## EXERCISE
State how many lines of the records contain the word "region". Give only the number.

## RECORDS SHOWN

-- begin --

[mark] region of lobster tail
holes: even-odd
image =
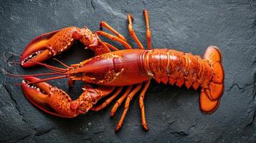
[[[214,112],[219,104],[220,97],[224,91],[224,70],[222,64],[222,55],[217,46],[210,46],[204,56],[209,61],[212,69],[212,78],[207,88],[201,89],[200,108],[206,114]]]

-- end --
-- begin --

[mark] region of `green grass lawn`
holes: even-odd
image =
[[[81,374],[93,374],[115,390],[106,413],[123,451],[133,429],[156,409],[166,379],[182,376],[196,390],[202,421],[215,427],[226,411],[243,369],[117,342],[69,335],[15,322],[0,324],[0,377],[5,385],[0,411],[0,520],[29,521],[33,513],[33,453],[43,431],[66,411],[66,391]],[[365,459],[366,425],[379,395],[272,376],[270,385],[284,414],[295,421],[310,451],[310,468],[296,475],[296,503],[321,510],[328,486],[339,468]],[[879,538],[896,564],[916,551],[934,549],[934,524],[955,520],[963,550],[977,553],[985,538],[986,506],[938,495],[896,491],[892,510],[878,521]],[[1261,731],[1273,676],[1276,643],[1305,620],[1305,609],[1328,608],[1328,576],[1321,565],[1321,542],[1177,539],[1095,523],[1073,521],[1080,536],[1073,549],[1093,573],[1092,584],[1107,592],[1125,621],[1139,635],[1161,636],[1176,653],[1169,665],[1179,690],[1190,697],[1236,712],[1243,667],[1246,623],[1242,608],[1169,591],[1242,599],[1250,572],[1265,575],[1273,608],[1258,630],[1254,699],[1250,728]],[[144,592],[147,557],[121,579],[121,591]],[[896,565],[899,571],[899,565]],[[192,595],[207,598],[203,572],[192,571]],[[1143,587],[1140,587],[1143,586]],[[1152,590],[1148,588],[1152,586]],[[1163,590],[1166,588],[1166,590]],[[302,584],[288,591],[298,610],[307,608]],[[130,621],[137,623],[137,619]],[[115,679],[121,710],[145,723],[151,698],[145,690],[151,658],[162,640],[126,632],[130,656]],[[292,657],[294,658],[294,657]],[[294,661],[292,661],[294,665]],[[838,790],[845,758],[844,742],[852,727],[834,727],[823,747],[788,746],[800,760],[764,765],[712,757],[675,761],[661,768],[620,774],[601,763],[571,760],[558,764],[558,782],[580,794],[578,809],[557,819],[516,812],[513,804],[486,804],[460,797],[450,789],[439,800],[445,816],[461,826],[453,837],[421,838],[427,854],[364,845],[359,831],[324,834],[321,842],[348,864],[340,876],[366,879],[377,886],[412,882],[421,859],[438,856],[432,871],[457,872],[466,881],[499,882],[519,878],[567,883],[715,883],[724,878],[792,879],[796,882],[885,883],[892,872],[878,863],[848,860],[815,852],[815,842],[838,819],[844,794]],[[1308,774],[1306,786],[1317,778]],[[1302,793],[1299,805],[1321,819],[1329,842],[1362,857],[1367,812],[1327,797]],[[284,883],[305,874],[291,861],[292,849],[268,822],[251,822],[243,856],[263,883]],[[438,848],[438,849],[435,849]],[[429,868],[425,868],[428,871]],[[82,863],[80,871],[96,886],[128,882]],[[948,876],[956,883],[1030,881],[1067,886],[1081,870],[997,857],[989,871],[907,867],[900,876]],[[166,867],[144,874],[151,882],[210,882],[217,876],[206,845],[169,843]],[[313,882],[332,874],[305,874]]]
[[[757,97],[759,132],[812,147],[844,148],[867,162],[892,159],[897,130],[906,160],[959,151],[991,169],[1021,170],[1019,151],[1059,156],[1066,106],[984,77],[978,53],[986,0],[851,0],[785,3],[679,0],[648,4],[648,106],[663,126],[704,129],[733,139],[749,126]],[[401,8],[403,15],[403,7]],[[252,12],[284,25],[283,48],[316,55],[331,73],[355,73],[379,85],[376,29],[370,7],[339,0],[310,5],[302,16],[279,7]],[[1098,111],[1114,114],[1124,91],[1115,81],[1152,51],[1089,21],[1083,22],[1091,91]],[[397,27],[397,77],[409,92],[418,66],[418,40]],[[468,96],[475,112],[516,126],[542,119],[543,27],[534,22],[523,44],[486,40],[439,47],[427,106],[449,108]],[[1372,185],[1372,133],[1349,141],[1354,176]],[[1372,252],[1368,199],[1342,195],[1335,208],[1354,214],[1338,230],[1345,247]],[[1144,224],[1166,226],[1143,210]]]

-- end --

## SOLVED PROBLEM
2